■ TEXT FOR ANALYSIS

I believe a bit in a situation in which an artist is like a sponge and his identity changes all the time. Of course not a whole identity.

For example my situation is connected to my family history and concentration camp horrors and it has always influenced my poetry and music.

What, would you say, are the key ideas behind your approach to music and art?

Simplicity, minimalism, poliphony, mistakes.

How would you describe your views on topics like originality and innovation versus perfection and timelessness in music? Are you interested in a “music of the future” or “continuing a tradition”?

I think that art is a space of total freedom and I am not a fan of big and strict artistic programmes and big ideologies. I am a fan of intuition and change.

Over the course of your development, what have been your most important instruments and tools - and what are the most promising strategies for working with them?

One of our band members, Rafał Wojczal, constructs his own instruments and it's a really fascinating process for him and they sound great - but most of us don't care a lot about instruments. We like them but it's not the most important thing for us.

If someone is passionate about something he can create some great sound even on not so great equipment.

Take us through a day in your life, from a possible morning routine through to your work, please.

For many years I have been doing more or less the same things. Working, reading, walking, eating, writing, spending time with my family, with a band, with friends. I really like rituals and I love to do more or less the same things and because of that an art is a most important space of change, a real laboratory.

Could you describe your creative process on the basis of a piece, live performance or album that's particularly dear to you, please?

If I am fascinated by something I am going really deep. My creative process is a process of digging deeper and deeper. And as soon as I think I've got it I  start searching for some new stuff.

Listening can be both a solitary and a communal activity. Likewise, creating music can be private or collaborative. Can you talk about your preferences in this regard and how these constellations influence creative results?

I love to work with people, I love the ideas of others, I love the feelings of others. I really believe in the synergy effect.

How do your work and your creativity relate to the world and what is the role of music in society?

I can't speak for others and I can't speak in an objective way. For me art is a kind of therapeutic process. I believe in art as a cure. I believe especially in dark art which lead to light and hope.

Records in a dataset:
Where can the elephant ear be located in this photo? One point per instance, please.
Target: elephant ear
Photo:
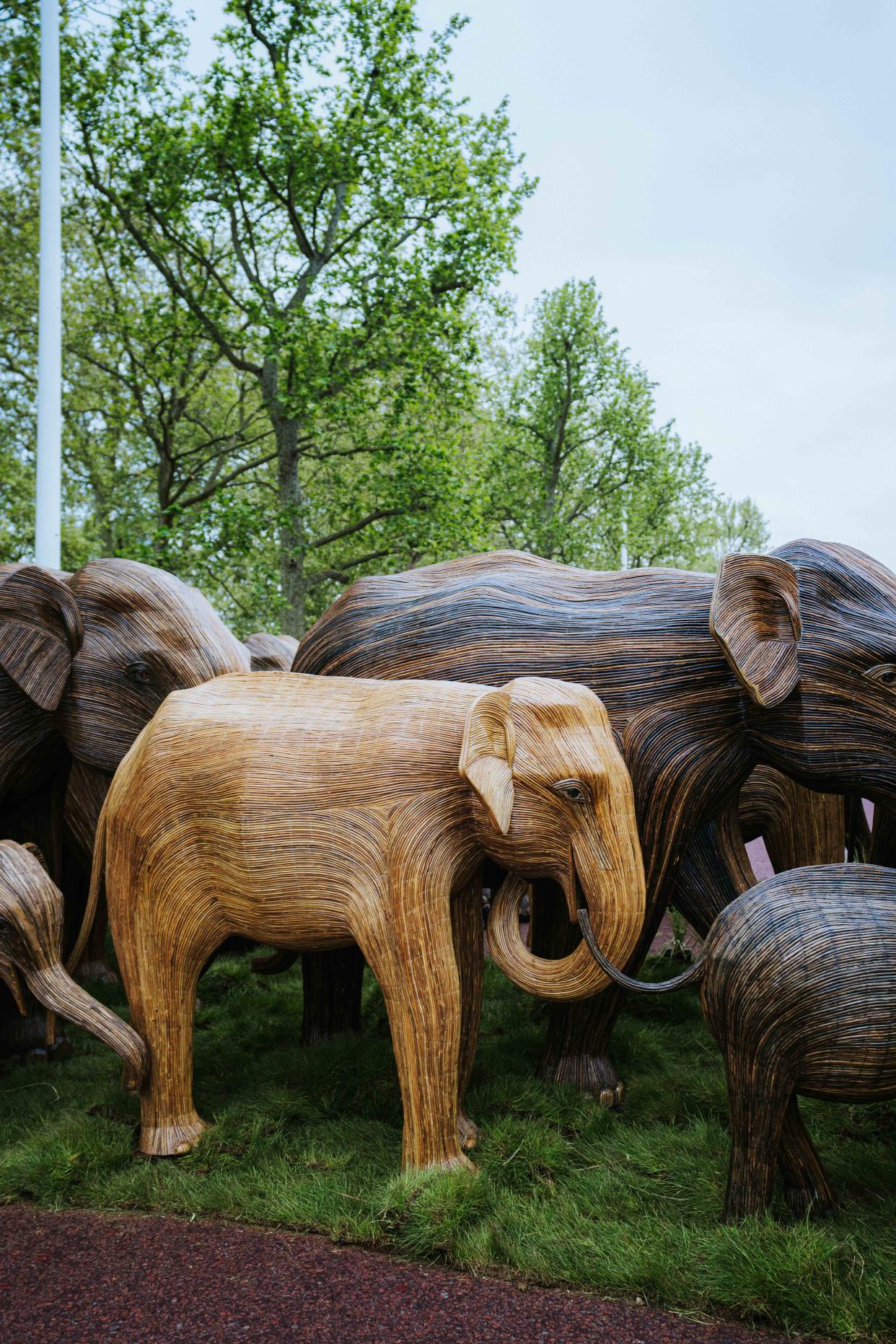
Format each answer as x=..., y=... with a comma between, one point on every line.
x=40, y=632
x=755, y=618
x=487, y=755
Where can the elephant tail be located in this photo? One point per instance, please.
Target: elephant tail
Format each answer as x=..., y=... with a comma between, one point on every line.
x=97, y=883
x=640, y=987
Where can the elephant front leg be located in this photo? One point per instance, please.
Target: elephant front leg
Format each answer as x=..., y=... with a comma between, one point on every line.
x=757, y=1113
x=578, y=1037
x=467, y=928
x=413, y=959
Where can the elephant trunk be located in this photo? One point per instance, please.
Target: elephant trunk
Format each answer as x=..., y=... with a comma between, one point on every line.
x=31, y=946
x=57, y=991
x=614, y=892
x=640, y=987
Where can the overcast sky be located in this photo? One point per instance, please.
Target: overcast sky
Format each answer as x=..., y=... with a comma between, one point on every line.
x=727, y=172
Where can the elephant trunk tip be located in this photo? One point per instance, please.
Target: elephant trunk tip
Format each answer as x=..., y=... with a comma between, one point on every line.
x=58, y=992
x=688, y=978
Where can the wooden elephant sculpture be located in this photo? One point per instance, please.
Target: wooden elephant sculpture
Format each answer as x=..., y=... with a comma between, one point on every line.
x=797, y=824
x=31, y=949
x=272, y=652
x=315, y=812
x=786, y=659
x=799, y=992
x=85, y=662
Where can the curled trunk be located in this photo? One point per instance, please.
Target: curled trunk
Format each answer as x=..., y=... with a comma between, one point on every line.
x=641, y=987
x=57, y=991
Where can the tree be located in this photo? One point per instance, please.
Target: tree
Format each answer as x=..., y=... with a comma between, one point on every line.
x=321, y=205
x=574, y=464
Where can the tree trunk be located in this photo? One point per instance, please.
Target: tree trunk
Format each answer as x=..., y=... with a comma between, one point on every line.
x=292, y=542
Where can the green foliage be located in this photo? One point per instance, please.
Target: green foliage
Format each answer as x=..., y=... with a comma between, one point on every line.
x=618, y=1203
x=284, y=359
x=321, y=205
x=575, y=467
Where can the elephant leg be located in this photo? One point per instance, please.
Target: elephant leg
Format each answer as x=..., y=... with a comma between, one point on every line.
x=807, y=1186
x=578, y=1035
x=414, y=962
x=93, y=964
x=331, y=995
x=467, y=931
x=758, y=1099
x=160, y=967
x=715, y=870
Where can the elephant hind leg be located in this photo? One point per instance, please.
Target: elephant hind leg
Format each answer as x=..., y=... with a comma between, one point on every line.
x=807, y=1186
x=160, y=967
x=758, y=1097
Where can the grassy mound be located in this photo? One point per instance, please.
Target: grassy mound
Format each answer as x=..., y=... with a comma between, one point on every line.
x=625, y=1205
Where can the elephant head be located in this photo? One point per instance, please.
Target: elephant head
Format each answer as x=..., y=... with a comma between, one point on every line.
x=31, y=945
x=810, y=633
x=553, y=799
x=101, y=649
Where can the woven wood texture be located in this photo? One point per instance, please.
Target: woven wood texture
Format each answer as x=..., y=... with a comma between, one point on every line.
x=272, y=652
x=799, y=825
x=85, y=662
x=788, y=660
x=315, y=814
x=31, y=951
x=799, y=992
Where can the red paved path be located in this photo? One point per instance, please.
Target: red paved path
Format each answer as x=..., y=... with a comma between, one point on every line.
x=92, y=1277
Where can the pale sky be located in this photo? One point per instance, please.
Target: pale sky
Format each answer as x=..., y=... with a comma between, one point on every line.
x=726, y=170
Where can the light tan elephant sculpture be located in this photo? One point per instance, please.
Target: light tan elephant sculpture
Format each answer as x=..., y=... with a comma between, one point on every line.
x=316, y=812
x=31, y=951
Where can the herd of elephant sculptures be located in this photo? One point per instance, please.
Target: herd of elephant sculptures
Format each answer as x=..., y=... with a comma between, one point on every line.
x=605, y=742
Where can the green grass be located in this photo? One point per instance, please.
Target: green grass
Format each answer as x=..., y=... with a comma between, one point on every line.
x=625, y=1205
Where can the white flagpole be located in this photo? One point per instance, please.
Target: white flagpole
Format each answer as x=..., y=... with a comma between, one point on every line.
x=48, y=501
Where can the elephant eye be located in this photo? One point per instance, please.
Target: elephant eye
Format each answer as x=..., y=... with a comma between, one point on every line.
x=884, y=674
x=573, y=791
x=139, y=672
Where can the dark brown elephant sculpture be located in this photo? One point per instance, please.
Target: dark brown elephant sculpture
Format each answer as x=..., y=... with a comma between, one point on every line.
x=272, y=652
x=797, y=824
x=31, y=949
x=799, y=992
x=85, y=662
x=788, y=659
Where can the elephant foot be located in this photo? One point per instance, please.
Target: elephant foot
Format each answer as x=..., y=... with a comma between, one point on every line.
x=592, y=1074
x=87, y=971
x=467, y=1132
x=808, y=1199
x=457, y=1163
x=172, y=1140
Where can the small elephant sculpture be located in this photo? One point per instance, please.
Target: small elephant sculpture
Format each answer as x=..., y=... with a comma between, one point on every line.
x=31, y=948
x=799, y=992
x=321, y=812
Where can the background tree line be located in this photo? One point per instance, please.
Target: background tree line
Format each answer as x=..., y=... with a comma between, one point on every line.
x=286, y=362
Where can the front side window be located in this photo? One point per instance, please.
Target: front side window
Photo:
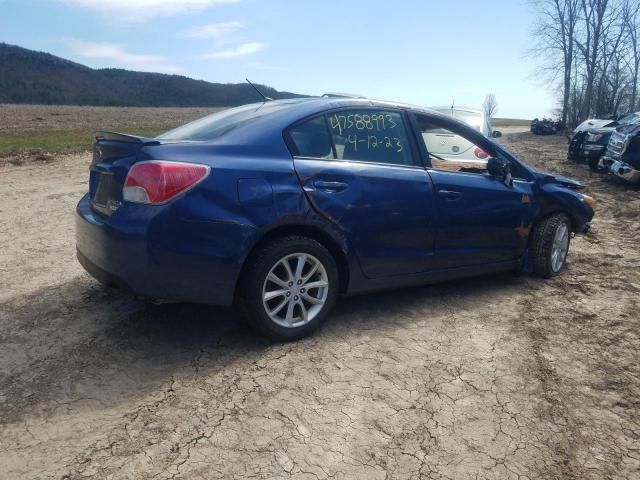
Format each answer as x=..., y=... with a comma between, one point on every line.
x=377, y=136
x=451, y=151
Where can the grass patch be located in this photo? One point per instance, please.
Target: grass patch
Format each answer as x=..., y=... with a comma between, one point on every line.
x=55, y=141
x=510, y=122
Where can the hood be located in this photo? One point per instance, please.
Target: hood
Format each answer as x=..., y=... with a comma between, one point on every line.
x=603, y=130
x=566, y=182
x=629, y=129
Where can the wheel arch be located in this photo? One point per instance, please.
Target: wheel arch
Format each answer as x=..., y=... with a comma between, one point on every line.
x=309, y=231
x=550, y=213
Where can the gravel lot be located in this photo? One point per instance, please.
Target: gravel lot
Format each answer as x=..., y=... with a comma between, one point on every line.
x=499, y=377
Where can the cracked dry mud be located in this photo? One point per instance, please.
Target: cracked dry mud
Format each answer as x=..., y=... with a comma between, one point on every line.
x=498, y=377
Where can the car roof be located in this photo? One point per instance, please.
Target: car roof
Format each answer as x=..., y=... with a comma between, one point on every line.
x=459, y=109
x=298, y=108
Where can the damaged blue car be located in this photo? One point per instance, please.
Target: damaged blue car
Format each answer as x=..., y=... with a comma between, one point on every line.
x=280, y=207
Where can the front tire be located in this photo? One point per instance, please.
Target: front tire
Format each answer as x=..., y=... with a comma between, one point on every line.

■ TASK DESCRIPTION
Continue the interview with the musician, picking up right after its last sentence.

■ SOLVED PROBLEM
Art can be a way of dealing with the big topics in life: Life, loss, death, love, pain, and many more. In which way and on which occasions has music – both your own or that of others - contributed to your understanding of these questions?

In every way because for me art is a real therapy.

There seems to be increasing interest in a functional, “rational” and scientific approach to music. How do you see the connection between music and science and what can these two fields reveal about each other?  

I think that this is one world so I don't make such divisions – between science and music. I think we should use all the instruments we would like to use. As I wrote earlier: art is for me a space of total freedom.

Creativity can reach many different corners of our lives. Do you feel as though writing a piece of music is inherently different from something like making a great cup of coffee? What do you express through music that you couldn't or wouldn't in more 'mundane' tasks?

I think that through art I can communicate in a way I can't do in normal life. In normal conversation and in normal circumstances. For me art is a platform for communication in a better spiritual way.

Music is vibration in the air, captured by our ear drums. From your perspective as a creator and listener, do you have an explanation how it able to transmit such diverse and potentially deep messages?

I totally don't know and maybe it's ok that I don't know.

I am not a big fan of super big rationality. In my opinion life is too short to be super obsessed with technical, mathematical aspects. And of course science is also in constant change.

For me the point is: to be a good person and to not hurt others. This is the point of humanity and in my opinion also of art.